→ **Kutipan Sumber**
1. Biografi al-Razi |
2. Tafsir al-Razi dalam Mafatih al-Ghaib dan metodenya |
Tafsir
ini juga dikenal sebagai Tafsîr al-Kabîr atau Tafsîr ar-Râzi. Umumnya
dipercaya bahwa al-Razi meninggal sebelum menyelesaikannya. Tafsir itu
diselesaikan oleh salah satu muridnya, yang telah mengikuti metodologi
dan idiom pendahulunya, sedemikian tepatnya sehingga tidak dapat
dibedakan gaya keduanya , karena itu para ahli berbeda pendapat mengenai
tempat yang ditinggalkan al-Razi dan mana yang dilanjutkan muridanya
atau bahkan ada satu atau dua orang murid yang menyelesaikannya .
Lepas
dari polemik di atas, ini adalah salah satu kitab tafsir dengan
menggunakan metode tahlili bi al-ra’yi yang paling komprehensif, karena
menjelaskan seluruh ayat al-Qur’an. Dalam tafsirnya sang pengarang
terlihat berusaha menangkap substansi (ruh) makna yang terkandung dalam
teks al-Qur’an. Beliau (al-Razi) menggunakan ilmu-ilmu humaniora untuk
menggapai tujuan (tafsir)-nya, yaitu menetapkan keistimewaan akal dan
ilmu di hadapan al-Qur’an, membersihkan dari kerancuan pikiran dan
kedangkalan akal, serta menegaskan kebenaran riwayat (teks) dengan
kedalaman fikiran”.
Adapun
maksud dari tafsir ini dan segala uraiannya, antara lain: Pertama,
menjaga dan membersihkan al-Qur’an beserta segala isinya dari
kecenderungan-kecenderungan yang rasional, tetapi justru dengan itu
diupayakan bisa memperkuat keyakinan terhadapnya (al-Qur’an); Kedua,
pada sisi lain, al-Razi meyakini pembuktian eksistensi Allah dengan dua
hal, yaitu “bukti terlihat” dalam bentuk wujud kebendaan dan kehidupan,
serta “bukti terbaca” dalam bentuk al-Qur’an al-Karim. Apabila kita
merenungi hal yang pertama secara mendalam, maka kita akan semakin
memahami hal yang kedua, menurutnya lebih lanjut. Karena itu, dia
merelevansikan antara keyakinan ilmiah dengan kebenaran ilmiah dalam
tafsirnya. Ketiga, al-Razi ingin menegaskan bahwa sesungguhnya studi
balaghah dan pemikiran bisa dijadikan sebagai materi tafsir, serta
digunakan untuk menakwil ayat-ayat al-Qur’an, selama berdasarkan
kaidah-kaidah madzhab yang jelas, yaitu Ahlus Sunnah wal Jama’ah .

→ **Data Tercatat**

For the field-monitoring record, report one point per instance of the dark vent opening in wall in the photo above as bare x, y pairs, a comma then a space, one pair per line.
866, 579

→ **Petunjuk Tugas**
• a. Tuliskan kembali bagian teks tentang tafsir al-Razi, mulai dari "1. Biografi al-Razi" sampai dengan "yang menyelesaikannya .", persis seperti aslinya.
• b. Lanjutkan teks tentang tafsir al-Razi dari kalimat terakhir yang tercantum.
Baris-baris data di atas berasal dari sumber yang berbeda.

→ **Hasil Tugas**
• a.
1. Biografi al-Razi |
2. Tafsir al-Razi dalam Mafatih al-Ghaib dan metodenya |
Tafsir
ini juga dikenal sebagai Tafsîr al-Kabîr atau Tafsîr ar-Râzi. Umumnya
dipercaya bahwa al-Razi meninggal sebelum menyelesaikannya. Tafsir itu
diselesaikan oleh salah satu muridnya, yang telah mengikuti metodologi
dan idiom pendahulunya, sedemikian tepatnya sehingga tidak dapat
dibedakan gaya keduanya , karena itu para ahli berbeda pendapat mengenai
tempat yang ditinggalkan al-Razi dan mana yang dilanjutkan muridanya
atau bahkan ada satu atau dua orang murid yang menyelesaikannya .

• b.
Namun,
karena pembahasan di dalamnya menggunakan metode penalaran logika dan
istilah-istilah ilmiah, serta mencakup ilmu kedokteran, ilmu mantiq,
ilmu filsafat, dan ilmu hikmah, maka kitab ini terkesan kehilangan
intisari tafsir dan hidayah keislamannya. Sampai-sampai, sebagian ulama
menilai “di dalamnya (Tafsir al-Razi) terkandung berbagai hal, kecuali
tafsir”. Dengan bahasa lain, Abu Hayyan menegaskan bahwa Fakhruddin
al-Razi menghimpun dan menjelaskan banyak hal secara panjang lebar dalam
tafsirnya, sehingga (seolah-olah) tidak lagi membutuhkan ilmu tafsir .
Fakhruddin
al-Razi sangat mementingkan korelasi antar ayat-ayat al-Qur’an dan
surat-suratnya, di samping penjelasan secara panjang lebar tentang tata
bahasa (gramatika). Walau mencakup pembahasan yang ekstensif mengenai
permasalahan filsafat, di antara berbagai aspek dari tafsir ini yang
paling penting adalah pembahasan tentang ilmu kalam. Pembahasan ini
memuat persoalan-persoalan yang berhubungan dengan Allah Swt. dan
eksistensi-Nya, alam semesta, dan manusia, yang dikaitkan dengan ilmu
pengetahuan alam, astronomi, perbintangan (zodiak), langit dan bumi,
hewan dan tumbuh-tumbuhan, serta bagian-bagian tubuh manusia.
Dari
hasil analisis kami, di tinjau dari metode pengumpulan datanya kitab
tafsir ini menggunakan pendekatan tafsir tahlili yakni suatu pendekatan
tafsir dengan melakukan penafsiran sesuai dengan urutan mushaf utsmany.
Kitab
tafsir ini terdiri dari 16 jilid ( peny- yang sedang kami kaji ) yang
tebal, dicetak dan tersebar di kalangan orang-orang yang berilmu. Kitab
ini mendapat perhatian yang besar dari para para pelajar Alquran karena
ia mengandung pembahasan yang dalam mencakup masalah-masalah keilmuan
yang beraneka ragam.
Orang yang meneliti karya besar ini akan menemukan beberapa poin penting yang menarik perhatian, diantaranya :
a.
Mengutamakan penyebutan hubungan antara surah-surah Alquran dan
ayat-ayatnya satu sama lain sehingga ia menjelaska hikmah-hikmah yang
terdapat dalam urutan-urutan Alquran : yang diturunkan dari (Tuhan) yang
Maha Bijaksana lagi Maha Terpuji (QS Fushshilat : 42)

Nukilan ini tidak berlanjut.